__Exercise text__.
------------------------

Cockles and Watercress Can Kill You

In New Zealand, kai is the Maori word for food, and in common usage…

E. Coli is well-known and food poisoning can be a horrible experience and sometimes kill people. Antibiotics are now no longer always able to fix such poisoning.

We identified E. coli on plants (watercress) and in animals (mussels and cockles) taken for kai. In some samples, up to 20% of the E. coli were resistant to the frontline antibiotic drug ampicillin.

This means infections by one in five E. coli might fail to respond to a frequently prescribed antibiotic, leading to more suffering or medical complications.

We also detected resistance to last-resort drugs such as ciprofloxacin. Ciprofloxacin is usually prescribed to treat bacterial infections when other antibiotics have already failed. Often, the bacteria we found were resistant to drug concentrations that exceeded what could be safely given to a patient.

Source: The Conversation

New Strains of E. coli

Scientific American (August 2011) has provided us with some facts regarding E. coli and the new strains:

Antibiotics can worsen an E. coli infection. Giving antibiotics, including Cipro, can kill a patient who has been sickened by any strain of Shiga toxin E. coli. The reason: when the bacteria die, they release the toxin in massive amounts. Fortunately, carbapenem antibiotics, seems to not trigger such a major toxin release, but these drugs are usually only prescribed in special circumstances.

E. coli O104:H4 is resistant to at least 14 antibiotics. Nobody knows why, because many of 14 are not typically used to treat E. coli infections. This means that either this bacteria, or one it has swapped genes with, must have developed in an environment that was full of antibiotics—most likely a hospital or a farm.

The original E. coli, O157:H7, is no longer a threat (in the USA), due to the government requiring food producers to test and report any outbreaks. However reporting outbreaks of the new, more dangerous strains is not yet mandatory!

------------------------

__Extracted material__.

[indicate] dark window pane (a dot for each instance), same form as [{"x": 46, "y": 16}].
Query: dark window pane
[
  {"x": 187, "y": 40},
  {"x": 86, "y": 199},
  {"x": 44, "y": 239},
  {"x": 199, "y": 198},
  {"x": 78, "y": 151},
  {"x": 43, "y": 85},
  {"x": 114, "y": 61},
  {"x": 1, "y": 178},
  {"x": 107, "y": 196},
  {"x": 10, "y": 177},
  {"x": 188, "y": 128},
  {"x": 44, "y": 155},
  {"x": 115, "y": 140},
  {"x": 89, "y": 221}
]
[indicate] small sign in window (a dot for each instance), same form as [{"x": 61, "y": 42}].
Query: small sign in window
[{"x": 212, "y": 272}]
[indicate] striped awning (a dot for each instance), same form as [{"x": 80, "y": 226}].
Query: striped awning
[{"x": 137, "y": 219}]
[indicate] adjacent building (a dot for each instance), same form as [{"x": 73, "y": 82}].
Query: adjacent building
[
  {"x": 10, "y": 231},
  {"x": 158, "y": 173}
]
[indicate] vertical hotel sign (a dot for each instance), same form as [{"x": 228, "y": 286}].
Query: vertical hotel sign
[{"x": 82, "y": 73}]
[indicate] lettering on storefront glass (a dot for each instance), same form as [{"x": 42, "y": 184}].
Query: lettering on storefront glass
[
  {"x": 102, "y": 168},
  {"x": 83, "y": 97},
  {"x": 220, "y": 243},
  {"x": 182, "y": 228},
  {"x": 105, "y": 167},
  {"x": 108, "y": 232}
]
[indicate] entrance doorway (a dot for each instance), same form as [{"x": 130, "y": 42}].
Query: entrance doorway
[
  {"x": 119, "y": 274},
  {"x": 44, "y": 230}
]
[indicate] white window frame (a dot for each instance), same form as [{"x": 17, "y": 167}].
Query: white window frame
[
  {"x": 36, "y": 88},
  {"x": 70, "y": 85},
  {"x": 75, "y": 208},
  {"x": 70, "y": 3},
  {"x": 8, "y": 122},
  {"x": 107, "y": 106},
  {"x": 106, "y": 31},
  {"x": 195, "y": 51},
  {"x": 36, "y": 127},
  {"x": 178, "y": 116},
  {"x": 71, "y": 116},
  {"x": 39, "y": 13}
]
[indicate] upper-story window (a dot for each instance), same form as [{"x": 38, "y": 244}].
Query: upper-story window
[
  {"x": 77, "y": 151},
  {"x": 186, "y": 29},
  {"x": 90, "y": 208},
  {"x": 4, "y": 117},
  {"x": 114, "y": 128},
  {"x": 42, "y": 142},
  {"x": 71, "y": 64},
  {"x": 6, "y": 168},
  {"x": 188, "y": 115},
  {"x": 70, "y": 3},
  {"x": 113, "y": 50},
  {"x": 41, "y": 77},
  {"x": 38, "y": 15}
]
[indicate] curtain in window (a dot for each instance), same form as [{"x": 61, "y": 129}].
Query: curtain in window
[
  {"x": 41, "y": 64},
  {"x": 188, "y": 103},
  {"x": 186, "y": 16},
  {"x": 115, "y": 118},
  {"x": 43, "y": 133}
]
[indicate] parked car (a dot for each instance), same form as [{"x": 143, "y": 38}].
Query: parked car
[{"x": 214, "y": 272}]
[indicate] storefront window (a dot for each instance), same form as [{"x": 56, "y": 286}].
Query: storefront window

------------------------

__Work to complete__.
**A.** Please write out the passage of the E. coli text starting with "Cockles and Watercress" and going on through "antibiotic drug ampicillin.".
**B.** According to the E. coli text, in some samples what share of the E. coli resisted ampicillin?
**C.** Resume the text on E. coli and antibiotic resistance after its last sentence.
The lines come from a separate source and are unrelated to the text.

__Exercise results__.
**A.**
Cockles and Watercress Can Kill You

In New Zealand, kai is the Maori word for food, and in common usage…

E. Coli is well-known and food poisoning can be a horrible experience and sometimes kill people. Antibiotics are now no longer always able to fix such poisoning.

We identified E. coli on plants (watercress) and in animals (mussels and cockles) taken for kai. In some samples, up to 20% of the E. coli were resistant to the frontline antibiotic drug ampicillin.

**B.** Up to 20%.

**C.**
New, Killer E. coli Strain O104:H4

The German outbreak of E. coli last week killed at least 26 people and made news headlines around the planet – it was the deadliest E.coli outbreak ever recorded, as well as many hundreds suffering kidney failure. E. coli strains have and will continue to cause deaths, but this particular strain is more worrying. The following quotes are from the website of the AAAS Science magazine, a no sensationalism zone, and the Wall Street Journal:

…a never-before-seen hybrid, combining the worst of several bacterial strains. …one gene fragment appears to have come from another food-borne pathogen, Salmonella enterica, while other genes are highly homologous to those found in other, phylogenetically distinct E. coli strains, including a strain called O25:H4-ST131. [Science Mag]

The 2001 strain caused fewer than five identified cases world-wide, and scientists never did identify its natural reservoir—where a new strain of the E. coli bug can originate, such as in cattle. But the genetic analysis showed that as the 2001 bug likely swapped genetic material with other bacterial strains, some big changes occurred.

The 2011 version turns out to be resistant to eight classes of antibiotics, including penicillin, streptomycin and sulfonamide. The likely reason is that rapid evolution “resulted in the gain of more genes during the last 10 years” that conferred immunity against many more antibiotics, according to BGI. [WSJ]

The new bug is more deadly, more contagious, and more resistant. In the Weekend Australian, Michael Osterholm was quoted: I’ve never seen this array of virulence and antibiotic resistance. It’s a unique combination. This is the ongoing trend with many bacterial infections, meaning things will only get worse.